Goal:
Please gather every line below that contains the word "white". Case matters.

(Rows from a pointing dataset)
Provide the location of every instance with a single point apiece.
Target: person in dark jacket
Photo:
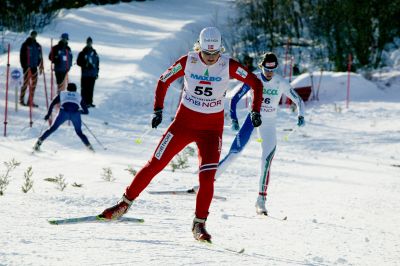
(88, 60)
(61, 56)
(31, 59)
(70, 102)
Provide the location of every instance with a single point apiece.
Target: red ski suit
(205, 129)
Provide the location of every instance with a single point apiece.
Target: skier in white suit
(273, 88)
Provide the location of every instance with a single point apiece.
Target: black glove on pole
(157, 118)
(255, 119)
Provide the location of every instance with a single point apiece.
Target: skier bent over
(199, 119)
(273, 88)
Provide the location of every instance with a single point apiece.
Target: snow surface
(337, 180)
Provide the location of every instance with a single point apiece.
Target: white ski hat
(210, 39)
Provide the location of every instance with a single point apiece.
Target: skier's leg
(90, 87)
(268, 133)
(209, 150)
(238, 144)
(172, 142)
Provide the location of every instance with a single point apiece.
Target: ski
(232, 250)
(273, 217)
(182, 192)
(93, 218)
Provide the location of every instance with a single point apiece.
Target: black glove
(157, 118)
(255, 118)
(301, 122)
(235, 125)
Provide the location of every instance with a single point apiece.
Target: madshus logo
(211, 40)
(205, 78)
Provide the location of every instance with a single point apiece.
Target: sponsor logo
(203, 104)
(210, 40)
(267, 109)
(163, 145)
(205, 78)
(193, 60)
(241, 72)
(270, 64)
(173, 71)
(270, 91)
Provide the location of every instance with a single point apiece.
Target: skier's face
(268, 73)
(210, 58)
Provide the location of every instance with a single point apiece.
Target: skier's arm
(81, 59)
(241, 73)
(174, 72)
(236, 98)
(292, 94)
(53, 102)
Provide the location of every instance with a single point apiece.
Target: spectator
(31, 58)
(88, 60)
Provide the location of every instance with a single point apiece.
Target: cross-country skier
(199, 119)
(70, 104)
(89, 61)
(273, 88)
(30, 57)
(61, 56)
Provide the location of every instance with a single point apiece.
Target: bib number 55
(206, 91)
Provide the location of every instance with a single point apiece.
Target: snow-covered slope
(337, 179)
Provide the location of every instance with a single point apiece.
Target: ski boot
(36, 147)
(117, 210)
(199, 230)
(260, 206)
(90, 147)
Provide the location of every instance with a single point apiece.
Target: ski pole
(93, 135)
(45, 87)
(259, 138)
(6, 105)
(139, 140)
(292, 130)
(42, 128)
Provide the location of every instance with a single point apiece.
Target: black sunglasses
(207, 52)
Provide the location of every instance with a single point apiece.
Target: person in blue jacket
(70, 103)
(89, 61)
(61, 56)
(31, 59)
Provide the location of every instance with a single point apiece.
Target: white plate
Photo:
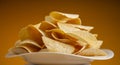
(62, 58)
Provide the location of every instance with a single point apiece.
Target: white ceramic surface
(62, 58)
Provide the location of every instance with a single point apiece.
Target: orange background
(104, 15)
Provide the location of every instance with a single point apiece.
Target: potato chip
(46, 26)
(74, 21)
(62, 16)
(56, 46)
(59, 32)
(19, 42)
(32, 33)
(66, 28)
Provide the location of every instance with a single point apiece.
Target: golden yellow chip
(46, 26)
(32, 33)
(56, 46)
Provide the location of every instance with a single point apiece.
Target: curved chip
(46, 26)
(56, 46)
(62, 16)
(32, 33)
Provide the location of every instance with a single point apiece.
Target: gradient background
(104, 15)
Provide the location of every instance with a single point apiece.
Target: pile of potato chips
(59, 32)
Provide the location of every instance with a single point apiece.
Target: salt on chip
(32, 33)
(74, 21)
(66, 28)
(19, 42)
(56, 46)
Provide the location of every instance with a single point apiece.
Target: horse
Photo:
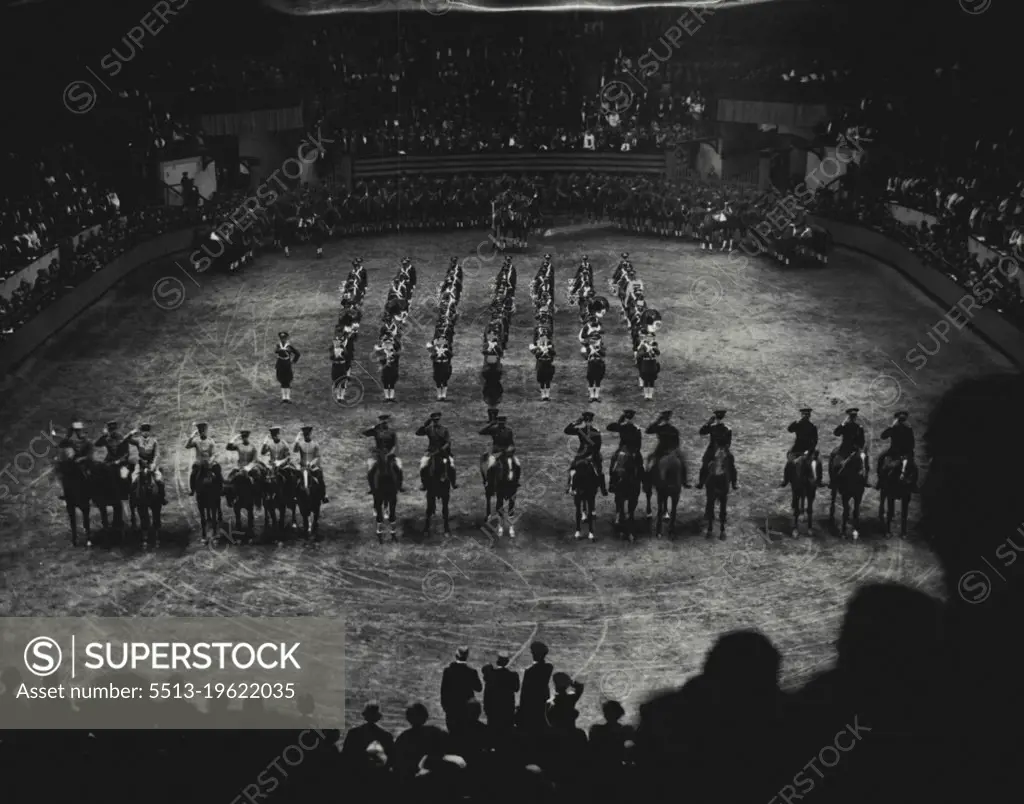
(848, 481)
(279, 496)
(385, 485)
(717, 490)
(585, 484)
(110, 487)
(501, 484)
(668, 477)
(208, 491)
(805, 485)
(309, 496)
(895, 483)
(242, 494)
(75, 485)
(438, 488)
(145, 499)
(627, 477)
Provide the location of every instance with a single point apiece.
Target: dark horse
(438, 488)
(309, 495)
(493, 389)
(75, 484)
(243, 494)
(717, 490)
(805, 487)
(110, 487)
(279, 496)
(585, 484)
(895, 483)
(208, 492)
(501, 483)
(848, 480)
(145, 499)
(627, 478)
(668, 477)
(385, 484)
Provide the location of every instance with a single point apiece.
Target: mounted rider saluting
(503, 443)
(589, 450)
(205, 455)
(854, 439)
(148, 453)
(721, 437)
(77, 449)
(901, 446)
(630, 440)
(385, 445)
(438, 442)
(668, 441)
(806, 442)
(309, 457)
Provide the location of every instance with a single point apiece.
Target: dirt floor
(757, 339)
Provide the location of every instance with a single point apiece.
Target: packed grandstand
(423, 87)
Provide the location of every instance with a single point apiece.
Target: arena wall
(961, 307)
(68, 307)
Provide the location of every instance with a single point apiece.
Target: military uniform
(385, 445)
(630, 440)
(309, 457)
(438, 442)
(853, 439)
(589, 449)
(148, 453)
(205, 455)
(806, 441)
(721, 437)
(503, 442)
(286, 355)
(901, 446)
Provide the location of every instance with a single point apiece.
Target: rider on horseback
(853, 437)
(438, 442)
(205, 452)
(502, 446)
(806, 442)
(248, 459)
(630, 440)
(901, 443)
(79, 447)
(309, 457)
(148, 450)
(385, 443)
(589, 450)
(721, 437)
(668, 440)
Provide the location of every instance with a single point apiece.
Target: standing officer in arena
(721, 436)
(806, 442)
(630, 441)
(853, 438)
(286, 355)
(901, 445)
(385, 446)
(309, 457)
(589, 449)
(205, 455)
(438, 441)
(148, 453)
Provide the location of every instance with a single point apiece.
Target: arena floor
(757, 339)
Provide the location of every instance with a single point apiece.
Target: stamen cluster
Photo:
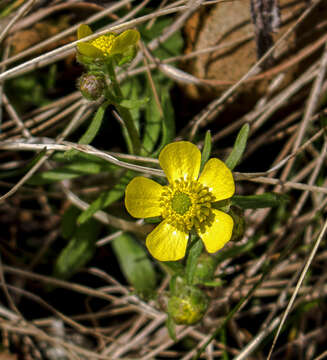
(194, 207)
(104, 43)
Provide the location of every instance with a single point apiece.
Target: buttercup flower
(185, 203)
(106, 45)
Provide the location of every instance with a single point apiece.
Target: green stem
(133, 137)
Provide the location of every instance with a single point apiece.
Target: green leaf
(153, 118)
(124, 41)
(131, 104)
(68, 222)
(259, 201)
(106, 198)
(206, 151)
(83, 31)
(213, 283)
(171, 327)
(192, 260)
(94, 126)
(239, 147)
(135, 264)
(79, 250)
(168, 124)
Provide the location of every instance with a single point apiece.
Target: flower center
(186, 204)
(180, 202)
(104, 43)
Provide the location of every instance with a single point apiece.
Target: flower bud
(91, 85)
(205, 269)
(189, 306)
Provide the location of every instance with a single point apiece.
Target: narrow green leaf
(259, 201)
(78, 251)
(68, 222)
(94, 125)
(206, 151)
(217, 283)
(131, 104)
(239, 147)
(168, 124)
(106, 198)
(192, 260)
(171, 327)
(153, 119)
(135, 264)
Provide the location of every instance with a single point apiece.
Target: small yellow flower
(184, 203)
(106, 45)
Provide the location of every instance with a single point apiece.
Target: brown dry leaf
(7, 356)
(229, 24)
(41, 31)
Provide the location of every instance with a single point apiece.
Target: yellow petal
(218, 233)
(166, 243)
(180, 160)
(142, 198)
(89, 50)
(83, 31)
(218, 178)
(124, 41)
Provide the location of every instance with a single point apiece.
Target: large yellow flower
(185, 203)
(106, 45)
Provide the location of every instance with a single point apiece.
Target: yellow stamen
(186, 204)
(104, 43)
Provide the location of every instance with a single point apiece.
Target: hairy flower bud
(91, 85)
(188, 306)
(205, 269)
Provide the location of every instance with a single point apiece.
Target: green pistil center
(104, 43)
(180, 203)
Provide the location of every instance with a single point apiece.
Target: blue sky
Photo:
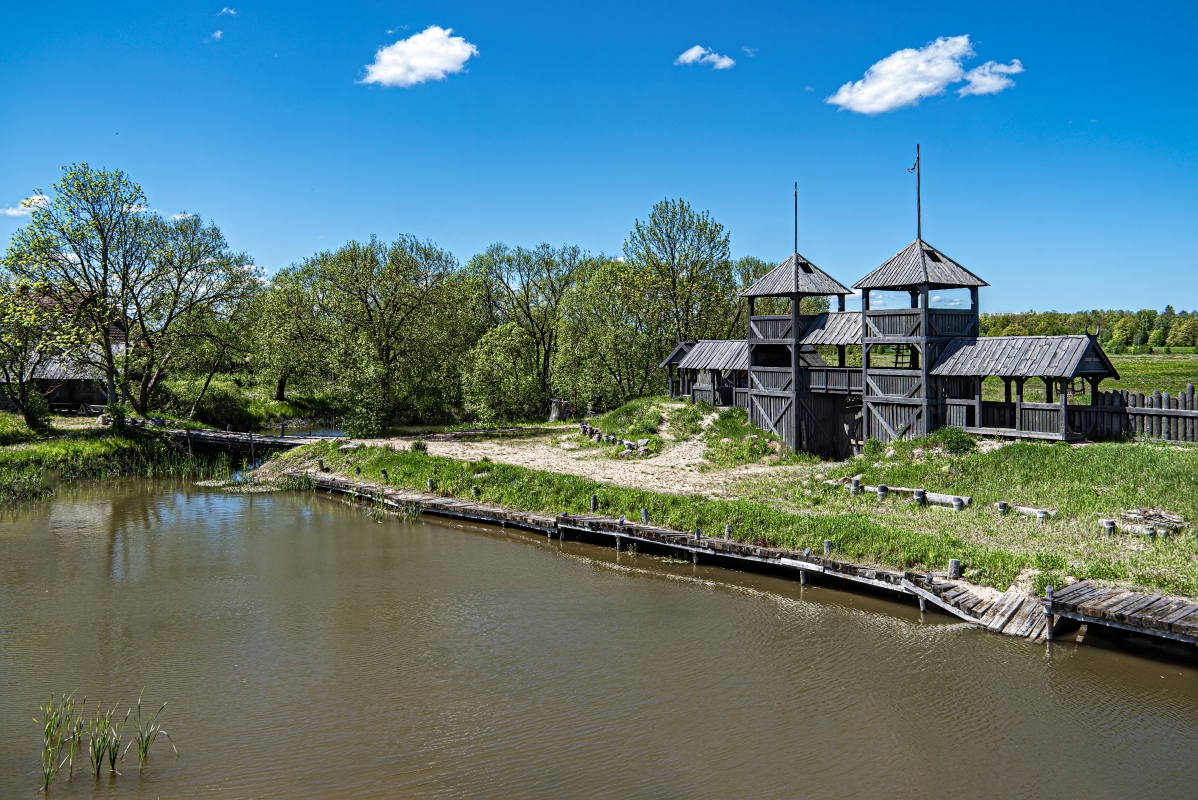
(1074, 188)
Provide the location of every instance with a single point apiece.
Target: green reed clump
(34, 470)
(147, 732)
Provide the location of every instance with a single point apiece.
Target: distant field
(1167, 373)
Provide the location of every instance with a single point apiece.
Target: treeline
(374, 332)
(1117, 329)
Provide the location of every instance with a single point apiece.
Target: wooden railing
(891, 322)
(951, 322)
(770, 379)
(895, 383)
(842, 380)
(769, 327)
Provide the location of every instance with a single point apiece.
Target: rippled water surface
(310, 652)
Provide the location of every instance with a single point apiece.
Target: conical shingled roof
(796, 276)
(918, 264)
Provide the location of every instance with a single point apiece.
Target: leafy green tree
(88, 247)
(617, 334)
(395, 315)
(1125, 331)
(685, 256)
(1184, 333)
(131, 277)
(530, 288)
(501, 382)
(34, 331)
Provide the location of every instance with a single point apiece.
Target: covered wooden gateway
(1059, 362)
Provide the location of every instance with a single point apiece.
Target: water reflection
(310, 652)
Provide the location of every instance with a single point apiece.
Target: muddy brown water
(308, 650)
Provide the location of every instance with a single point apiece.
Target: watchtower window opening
(950, 298)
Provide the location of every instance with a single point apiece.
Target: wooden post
(931, 412)
(1064, 407)
(797, 430)
(1018, 402)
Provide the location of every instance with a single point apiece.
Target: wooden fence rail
(1159, 416)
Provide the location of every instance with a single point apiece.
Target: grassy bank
(34, 468)
(794, 508)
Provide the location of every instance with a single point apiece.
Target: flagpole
(919, 210)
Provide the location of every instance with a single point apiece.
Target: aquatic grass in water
(147, 732)
(32, 471)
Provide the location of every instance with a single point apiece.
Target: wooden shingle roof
(717, 353)
(834, 328)
(918, 264)
(1026, 357)
(677, 355)
(796, 276)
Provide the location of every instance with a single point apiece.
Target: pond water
(308, 650)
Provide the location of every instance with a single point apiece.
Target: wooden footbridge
(1012, 612)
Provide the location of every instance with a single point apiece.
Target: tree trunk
(191, 414)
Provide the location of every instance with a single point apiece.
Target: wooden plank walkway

Full output:
Target: skier in white suit
Target: white ski hat
Target: white plate
Target: white ceramic surface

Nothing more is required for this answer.